__Document extract__.
:::

Prosecution called for the officers’ conviction of second-degree murder and involuntary manslaughter. Officer Ramos and Cpl. Cicinelli were acquitted at the same trial while a pending case on Officer Wolfe was dropped after the others’ verdict. The officers’ defense attorney proclaimed, “These peace officers were doing their jobs… They did what they were trained to do.” The officers’ defense and bail were paid through a union-sponsored legal insurance fund in addition to donations received from sympathetic officer associations.
The officers were put on paid administrative leave for several months after the fatal encounter. Eventually, the three officers were fired by the police department a year after the incident. At least one of the officers qualified for and still receives a California state pension.
An FBI investigation focused on constitutional rights violations of Thomas still continues three years later and has not yielded any charges.
Officer Sean Carroll, Officer Edward McMellon, Officer Kenneth Boss, Officer Richard Murphy
Four New York City plain-clothed officers shot unarmed 23-year-old Guinean immigrant, Amadou Diallo, 41 times outside of his apartment building in 1999. The officers stopped Diallo on the suspicion that he matched the description of a wanted rapist. Once officers approached Diallo and asked him to show his hands, a confused Diallo ran up the steps towards his apartment and attempted to pull out his wallet and identification from his jacket pocket. Mistakenly believing that Diallo pulled a gun, the four officers opened fire.
The NYPD’s internal investigation found that the officer had acted within policy. Although the Bronx District Attorney’s Office called for second-degree murder and reckless endangerment, a jury acquitted the officers on all charges. Again, the defenses main argument was that the officers were just carrying out the regular duties of an officer and reacted according to department policy.

:::

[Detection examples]

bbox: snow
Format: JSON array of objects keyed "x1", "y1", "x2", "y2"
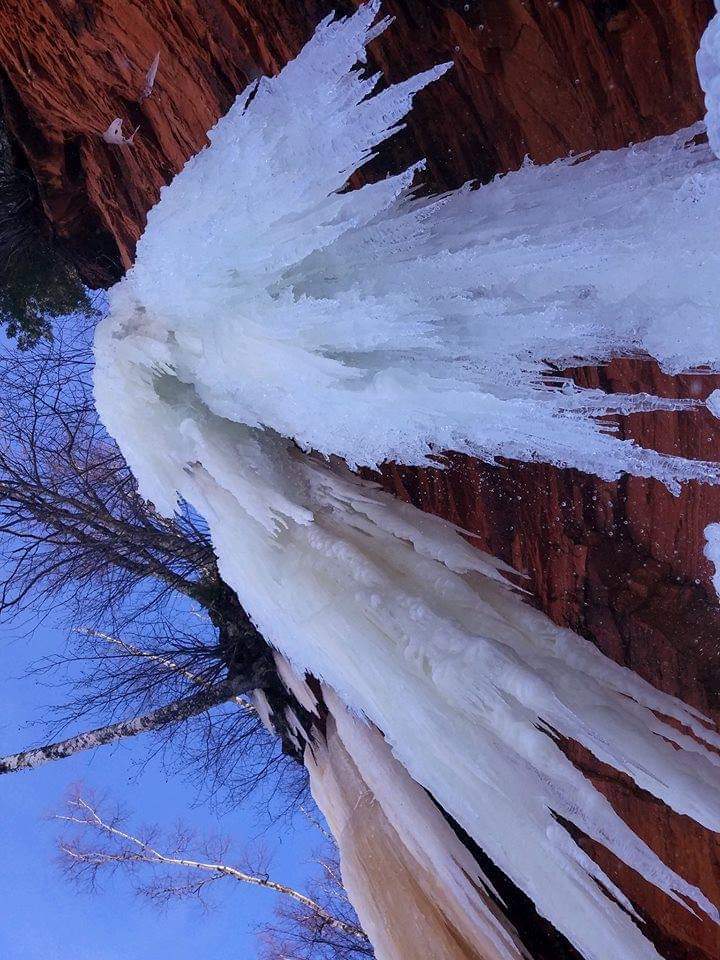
[
  {"x1": 101, "y1": 5, "x2": 720, "y2": 490},
  {"x1": 703, "y1": 523, "x2": 720, "y2": 598},
  {"x1": 96, "y1": 3, "x2": 720, "y2": 960},
  {"x1": 697, "y1": 0, "x2": 720, "y2": 156},
  {"x1": 307, "y1": 687, "x2": 527, "y2": 960},
  {"x1": 705, "y1": 390, "x2": 720, "y2": 418}
]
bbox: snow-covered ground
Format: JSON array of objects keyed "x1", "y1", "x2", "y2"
[{"x1": 96, "y1": 2, "x2": 720, "y2": 960}]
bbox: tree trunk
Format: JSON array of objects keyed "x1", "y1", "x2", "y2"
[{"x1": 0, "y1": 0, "x2": 720, "y2": 960}]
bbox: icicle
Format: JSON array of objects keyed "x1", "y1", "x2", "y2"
[{"x1": 96, "y1": 3, "x2": 720, "y2": 960}]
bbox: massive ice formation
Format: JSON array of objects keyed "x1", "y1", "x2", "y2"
[{"x1": 96, "y1": 2, "x2": 720, "y2": 960}]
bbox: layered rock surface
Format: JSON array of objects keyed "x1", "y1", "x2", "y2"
[{"x1": 0, "y1": 0, "x2": 720, "y2": 960}]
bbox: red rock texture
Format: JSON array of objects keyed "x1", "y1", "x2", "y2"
[{"x1": 0, "y1": 0, "x2": 720, "y2": 960}]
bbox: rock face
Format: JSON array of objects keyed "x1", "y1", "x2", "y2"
[{"x1": 0, "y1": 0, "x2": 720, "y2": 960}]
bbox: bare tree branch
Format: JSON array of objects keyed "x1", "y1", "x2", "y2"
[
  {"x1": 0, "y1": 673, "x2": 265, "y2": 775},
  {"x1": 53, "y1": 794, "x2": 373, "y2": 960}
]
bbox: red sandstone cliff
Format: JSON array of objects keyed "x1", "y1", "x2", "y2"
[{"x1": 0, "y1": 0, "x2": 720, "y2": 960}]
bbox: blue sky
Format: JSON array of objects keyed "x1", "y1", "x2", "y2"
[{"x1": 0, "y1": 627, "x2": 318, "y2": 960}]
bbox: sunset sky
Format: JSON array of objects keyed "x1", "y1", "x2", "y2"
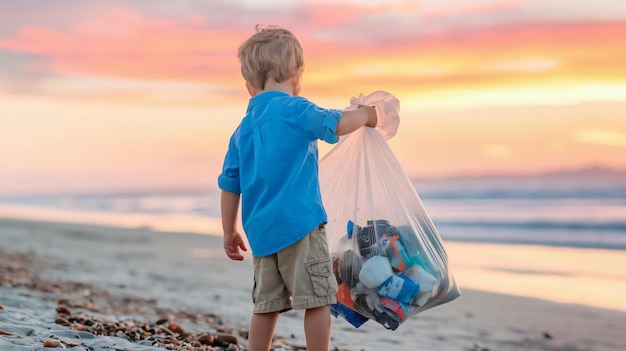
[{"x1": 0, "y1": 0, "x2": 626, "y2": 195}]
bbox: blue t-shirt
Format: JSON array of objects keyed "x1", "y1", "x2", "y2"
[{"x1": 218, "y1": 91, "x2": 342, "y2": 256}]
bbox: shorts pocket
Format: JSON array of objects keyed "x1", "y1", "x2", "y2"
[{"x1": 306, "y1": 258, "x2": 337, "y2": 296}]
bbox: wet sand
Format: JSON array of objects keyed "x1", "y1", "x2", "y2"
[{"x1": 0, "y1": 219, "x2": 626, "y2": 351}]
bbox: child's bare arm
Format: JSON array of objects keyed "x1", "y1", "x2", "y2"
[
  {"x1": 335, "y1": 105, "x2": 378, "y2": 136},
  {"x1": 222, "y1": 190, "x2": 248, "y2": 261}
]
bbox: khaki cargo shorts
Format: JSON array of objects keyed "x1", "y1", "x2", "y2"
[{"x1": 252, "y1": 224, "x2": 337, "y2": 313}]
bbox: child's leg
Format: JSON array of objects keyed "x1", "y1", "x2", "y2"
[
  {"x1": 304, "y1": 305, "x2": 330, "y2": 351},
  {"x1": 248, "y1": 312, "x2": 278, "y2": 351}
]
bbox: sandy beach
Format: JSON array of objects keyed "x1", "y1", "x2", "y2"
[{"x1": 0, "y1": 219, "x2": 626, "y2": 351}]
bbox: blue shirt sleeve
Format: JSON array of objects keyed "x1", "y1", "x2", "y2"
[
  {"x1": 217, "y1": 128, "x2": 241, "y2": 194},
  {"x1": 298, "y1": 98, "x2": 343, "y2": 144}
]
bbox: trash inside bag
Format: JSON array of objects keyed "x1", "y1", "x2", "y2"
[{"x1": 320, "y1": 93, "x2": 460, "y2": 330}]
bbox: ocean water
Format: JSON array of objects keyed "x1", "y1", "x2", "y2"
[{"x1": 0, "y1": 172, "x2": 626, "y2": 250}]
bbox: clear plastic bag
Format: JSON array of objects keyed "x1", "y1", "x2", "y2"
[{"x1": 320, "y1": 95, "x2": 460, "y2": 330}]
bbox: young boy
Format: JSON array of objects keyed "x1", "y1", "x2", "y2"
[{"x1": 218, "y1": 26, "x2": 377, "y2": 351}]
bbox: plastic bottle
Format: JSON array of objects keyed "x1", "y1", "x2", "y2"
[
  {"x1": 359, "y1": 256, "x2": 393, "y2": 288},
  {"x1": 404, "y1": 264, "x2": 437, "y2": 306}
]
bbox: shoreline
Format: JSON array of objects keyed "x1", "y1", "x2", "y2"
[{"x1": 0, "y1": 214, "x2": 626, "y2": 312}]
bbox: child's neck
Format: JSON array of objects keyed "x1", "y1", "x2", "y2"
[{"x1": 258, "y1": 79, "x2": 293, "y2": 95}]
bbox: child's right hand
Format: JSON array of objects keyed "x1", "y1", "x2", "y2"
[{"x1": 224, "y1": 231, "x2": 248, "y2": 261}]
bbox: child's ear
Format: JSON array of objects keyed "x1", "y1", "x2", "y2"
[
  {"x1": 291, "y1": 69, "x2": 302, "y2": 95},
  {"x1": 246, "y1": 81, "x2": 256, "y2": 97}
]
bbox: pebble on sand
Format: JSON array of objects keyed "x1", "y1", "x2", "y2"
[{"x1": 43, "y1": 339, "x2": 61, "y2": 347}]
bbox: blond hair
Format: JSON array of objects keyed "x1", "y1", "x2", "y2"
[{"x1": 237, "y1": 25, "x2": 304, "y2": 90}]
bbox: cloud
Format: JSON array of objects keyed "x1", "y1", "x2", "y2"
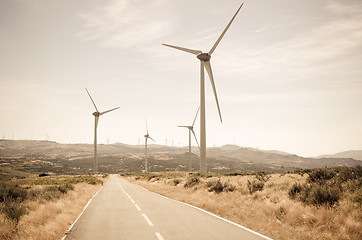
[
  {"x1": 76, "y1": 0, "x2": 174, "y2": 49},
  {"x1": 219, "y1": 1, "x2": 362, "y2": 81}
]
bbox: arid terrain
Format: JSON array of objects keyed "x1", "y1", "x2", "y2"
[
  {"x1": 124, "y1": 167, "x2": 362, "y2": 240},
  {"x1": 0, "y1": 140, "x2": 362, "y2": 239},
  {"x1": 0, "y1": 140, "x2": 362, "y2": 175},
  {"x1": 0, "y1": 176, "x2": 105, "y2": 240}
]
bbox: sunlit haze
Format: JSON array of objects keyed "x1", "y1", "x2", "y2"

:::

__Problem set__.
[1] Report each row that contains the string "shorts".
[2] Write the next part of the passage on police killings and the officers' trials, picking up after its final sentence.
The passage and the rows are independent of each other.

__Outputs__.
[1]
bbox: shorts pocket
bbox: khaki cargo shorts

[2]
Though the verdict ignited a wave of protest and media controversy, the case never went any further.
The circumstances these three famous incidents of police brutality are eerily similar to each other and to the Michael Brown shooting. While history isn’t an exact predictor of the future, these cases certainly illuminate common patterns. Other cops and police associations tend to rally around and support questionable officers despite the results of investigations, federal civil rights investigations tend to be started but not yield any charges, and resisting arrest or police orders often justifies death.
Even if Brown’s shooter, Darren Wilson is indicted on criminal charges, it won’t be a surprise if he isn’t convicted. Former federal prosecutor and law professor Lawrence Rosenthal states, “Police officers are very unusual kinds of defendants because … they are seen as acting not in their own interests but acting to protect the public at large, the very people sitting on their jury,” Rosenthal said. He says that jurors are most likely to acquit under these circumstances.
If you expect justice to result from the investigation and possible trial of Darren Wilson, history says to hold your breath.